▶ [TEXT UNDER STUDY]:

LigandMPNN

Overview

LigandMPNN is a protein sequence design tool that can design sequences for protein backbones, including binding interfaces to ligands or partners. This tutorial shows how to run the LigandMPNN runner in ProtFlow and collect results back into your Poses object.

For tool details, see:

GitHub
Paper

Installation

Follow the LigandMPNN installation instructions and then register paths in your ProtFlow config file:

# LigandMPNN runner
LIGANDMPNN_SCRIPT_PATH = ""  # e.g. "/path/to/LigandMPNN/run.py"
LIGANDMPNN_PYTHON_PATH = ""  # e.g. "/path/to/conda/envs/ligandmpnn/bin/python3"
LIGANDMPNN_PRE_CMD = ""      # optional, e.g. "module load cuda/11.8"

Note

To check which config file ProtFlow is using, run:

protflow-check-config

Quickstart: run LigandMPNN

This example loads input PDBs, runs LigandMPNN locally, and inspects the scores. Replace the file paths with your own.

▶ [Dataset entries]:
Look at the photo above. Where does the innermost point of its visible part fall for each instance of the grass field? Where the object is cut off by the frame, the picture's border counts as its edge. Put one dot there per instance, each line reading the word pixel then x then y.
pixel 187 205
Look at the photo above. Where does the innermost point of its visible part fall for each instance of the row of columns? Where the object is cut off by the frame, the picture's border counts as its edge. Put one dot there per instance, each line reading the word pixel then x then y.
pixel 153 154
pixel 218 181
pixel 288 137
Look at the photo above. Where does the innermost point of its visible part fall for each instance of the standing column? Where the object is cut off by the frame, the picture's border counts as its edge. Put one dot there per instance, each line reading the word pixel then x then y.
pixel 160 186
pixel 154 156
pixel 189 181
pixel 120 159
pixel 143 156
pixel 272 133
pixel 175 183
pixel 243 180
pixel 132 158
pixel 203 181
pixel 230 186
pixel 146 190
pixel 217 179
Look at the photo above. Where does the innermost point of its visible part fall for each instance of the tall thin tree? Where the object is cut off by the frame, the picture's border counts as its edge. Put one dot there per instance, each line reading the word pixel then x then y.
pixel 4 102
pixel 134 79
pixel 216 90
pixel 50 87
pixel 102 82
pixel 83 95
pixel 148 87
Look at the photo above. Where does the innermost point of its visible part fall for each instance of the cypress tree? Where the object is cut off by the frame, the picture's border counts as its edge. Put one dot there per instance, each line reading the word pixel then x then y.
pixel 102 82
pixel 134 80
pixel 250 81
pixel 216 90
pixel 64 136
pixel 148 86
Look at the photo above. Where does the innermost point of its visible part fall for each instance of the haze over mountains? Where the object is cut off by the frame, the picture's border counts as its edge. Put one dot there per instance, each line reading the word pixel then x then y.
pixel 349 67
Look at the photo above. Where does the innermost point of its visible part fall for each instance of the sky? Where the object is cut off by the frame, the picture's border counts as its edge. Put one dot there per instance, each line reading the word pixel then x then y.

▶ [PARTS OF THE EXERCISE]:
a - Update the part of the LigandMPNN tutorial that opens with the words containing "# LigandMPNN runner" and closes with "with your own.", writing "on a cluster" in place of "locally".
b - According to the LigandMPNN tutorial, which command shows the config file ProtFlow is using?
Work from the LigandMPNN tutorial alone.

▶ [ANSWERS BY ITEM]:
a -
# LigandMPNN runner
LIGANDMPNN_SCRIPT_PATH = ""  # e.g. "/path/to/LigandMPNN/run.py"
LIGANDMPNN_PYTHON_PATH = ""  # e.g. "/path/to/conda/envs/ligandmpnn/bin/python3"
LIGANDMPNN_PRE_CMD = ""      # optional, e.g. "module load cuda/11.8"

Note

To check which config file ProtFlow is using, run:

protflow-check-config

Quickstart: run LigandMPNN

This example loads input PDBs, runs LigandMPNN on a cluster, and inspects the scores. Replace the file paths with your own.

b - protflow-check-config